■ **Problem description**
Output all of the lines below exactly, and leave out each image.

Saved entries
--- START ---

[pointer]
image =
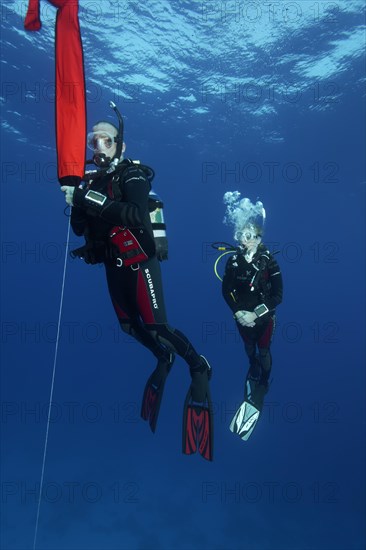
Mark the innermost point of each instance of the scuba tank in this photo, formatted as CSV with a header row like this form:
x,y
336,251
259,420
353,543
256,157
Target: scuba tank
x,y
158,225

--- END ---

■ **Output**
[pointer]
image =
Mark the innermost point of each instance of the scuba tank in this photo, formatted as CSV with a header row like this form:
x,y
336,251
259,420
353,543
256,157
Target: scuba tank
x,y
158,225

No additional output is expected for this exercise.